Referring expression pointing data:
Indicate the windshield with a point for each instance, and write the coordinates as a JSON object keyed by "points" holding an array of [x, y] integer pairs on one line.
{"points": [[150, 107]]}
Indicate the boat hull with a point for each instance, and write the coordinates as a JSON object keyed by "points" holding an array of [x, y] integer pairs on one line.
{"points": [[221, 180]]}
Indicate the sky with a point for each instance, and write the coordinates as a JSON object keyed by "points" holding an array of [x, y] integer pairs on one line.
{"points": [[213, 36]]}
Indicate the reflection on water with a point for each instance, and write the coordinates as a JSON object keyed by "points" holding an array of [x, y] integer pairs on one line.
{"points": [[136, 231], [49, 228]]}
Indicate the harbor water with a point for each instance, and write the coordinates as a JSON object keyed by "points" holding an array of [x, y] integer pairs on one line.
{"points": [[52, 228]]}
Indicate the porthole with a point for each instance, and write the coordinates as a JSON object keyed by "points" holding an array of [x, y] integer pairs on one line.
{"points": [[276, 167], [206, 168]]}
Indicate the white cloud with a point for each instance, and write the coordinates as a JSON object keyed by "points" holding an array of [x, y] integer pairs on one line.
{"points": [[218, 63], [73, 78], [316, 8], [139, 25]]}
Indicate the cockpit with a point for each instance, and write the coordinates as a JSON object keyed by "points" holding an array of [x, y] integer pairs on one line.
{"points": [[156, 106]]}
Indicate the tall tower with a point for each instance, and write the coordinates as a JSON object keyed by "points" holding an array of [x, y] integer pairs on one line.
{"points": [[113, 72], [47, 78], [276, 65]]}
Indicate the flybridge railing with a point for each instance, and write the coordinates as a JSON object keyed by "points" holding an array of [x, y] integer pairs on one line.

■ **Directions**
Return all of the data precisely as it appears.

■ **Answer for the task**
Indicate the windshield with a point for each instance, and write the coordinates as a JSON object keyed by "points" holding an array of [x, y] integer pairs on one line.
{"points": [[150, 107]]}
Indicate the boat hull with a point for each instance, and write the coordinates as a JSON object keyed by "points" holding an array of [x, y] integer pairs on one line.
{"points": [[221, 180]]}
Indicate the sky with a point for each instance, and write the coordinates as a JSON object keyed by "points" holding an array of [x, y] integer pairs on one line.
{"points": [[213, 36]]}
Indicate the reflection on water with a point for each instance, and write the coordinates as a JSON object keyed by "points" holding an array of [x, y] integer pairs on one line.
{"points": [[136, 231], [49, 228]]}
Indicate the harbor water with a point for each instance, and write the coordinates as a JSON object keyed by "points" holding an array of [x, y] integer pairs on one line.
{"points": [[52, 228]]}
Indicate the porthole with a point for each instance, and write the coordinates as a JSON object keyed by "points" holding an array of [x, y] integer pairs on one line.
{"points": [[276, 167], [206, 168]]}
Indicate the white cloud with a point for each instance, and write the coordinates as a JSON object keyed by "points" holding an array of [x, y] integer pairs on one line.
{"points": [[218, 63], [73, 78], [316, 8], [139, 25]]}
Indicate the cockpit with a point for each instance, and write the coordinates as a JSON object keyed by "points" holding an array of [x, y] integer pairs on one line.
{"points": [[156, 106]]}
Indicate the tall tower with a point for each instance, and write the coordinates as a JSON object keyed by "points" holding an array of [x, y] integer pairs on one line.
{"points": [[113, 72], [47, 78], [276, 65]]}
Indicate the flybridge railing with a point for each instance, and write the coordinates as a JSON object keyed by "points" holding an array of [x, y] integer pairs on one line.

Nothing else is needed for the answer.